--- Yapılacaklar ---
1 > Suriye'deki esaretle ilgili alıntı metne göre aşağıdaki soruları yanıtlayın.
(a) Hamit Coşkun, Adem Özköse ile hangi yıl yola çıktı?
(b) Coşkun'un yazdığı kitabın adı nedir?
(c) Coşkun, kendisinin neyi hazırlayabildiğini söylüyor?
2 > Alıntı metinde "Suriye'deki 70 günlük" sözlerinden "Suriye halkının çaresizliğini..." sözlerine kadar olan bölümü aynen yazın.

--- Alıntı Metin ---
##########

Suriye'deki 70 günlük esaret kitap oldu
Genç bir kameraman Hamit Coşkun, 2012 yılında gazeteci Adem Özköse ile yola çıktı. Amaçları Suriye'de belgesel çekmekti. Ama çekimi tamamlayamadan tutuklandılar. 70 gün tutuklu kaldılar. Hiç dönemeyecekleri ülkelerine döndüklerinde ise hayata yeniden merhaba dediler. Hamit Coşkun, merhaba dediği hayatı kitaplaştırdı. ''Gez Göz Esaret'' isimli kitap hem Hamit Coşkun'un hikayesini anlatıyor hem de Suriye halkının çaresizliğini...
Hamit Bey, 2 ay Suriye'de cezaevinde kaldınız. Bu süreç nasıl başladı, anlatır mısınız?
Tarihteki zalimleri, zulümleri tel'in etmek kolaydı ama esas olan çağdaşı olduğumuz zulümlere isyan etmek ve mazlumlar için bir şeyler yapabilmekti. Suriye'de çocuklar ölüyordu ve yarın, "Sen ne yaptın?" diye sorulduğunda verebilecek bir cevabım olmalıydı. Ben belgesel hazırlayabiliyordum ve mazlumun dünyasını anlatabilmek için Adem Özköse ile yollara düştük.

##########

--- Veri Bloğu ---
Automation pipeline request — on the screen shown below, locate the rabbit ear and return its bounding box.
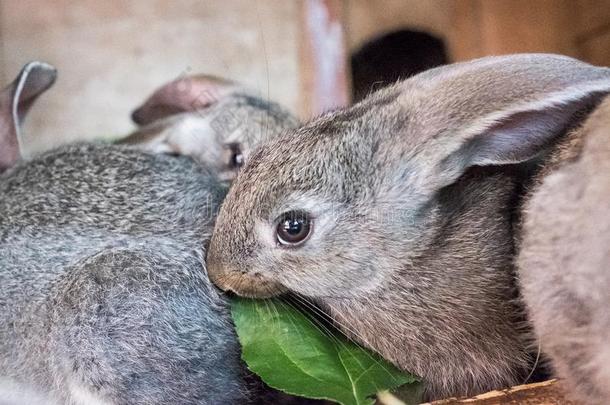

##########

--- Çözümler ---
1 >
(a) 2012
(b) Gez Göz Esaret
(c) Belgesel

2 >
Suriye'deki 70 günlük esaret kitap oldu
Genç bir kameraman Hamit Coşkun, 2012 yılında gazeteci Adem Özköse ile yola çıktı. Amaçları Suriye'de belgesel çekmekti. Ama çekimi tamamlayamadan tutuklandılar. 70 gün tutuklu kaldılar. Hiç dönemeyecekleri ülkelerine döndüklerinde ise hayata yeniden merhaba dediler. Hamit Coşkun, merhaba dediği hayatı kitaplaştırdı. ''Gez Göz Esaret'' isimli kitap hem Hamit Coşkun'un hikayesini anlatıyor hem de Suriye halkının çaresizliğini...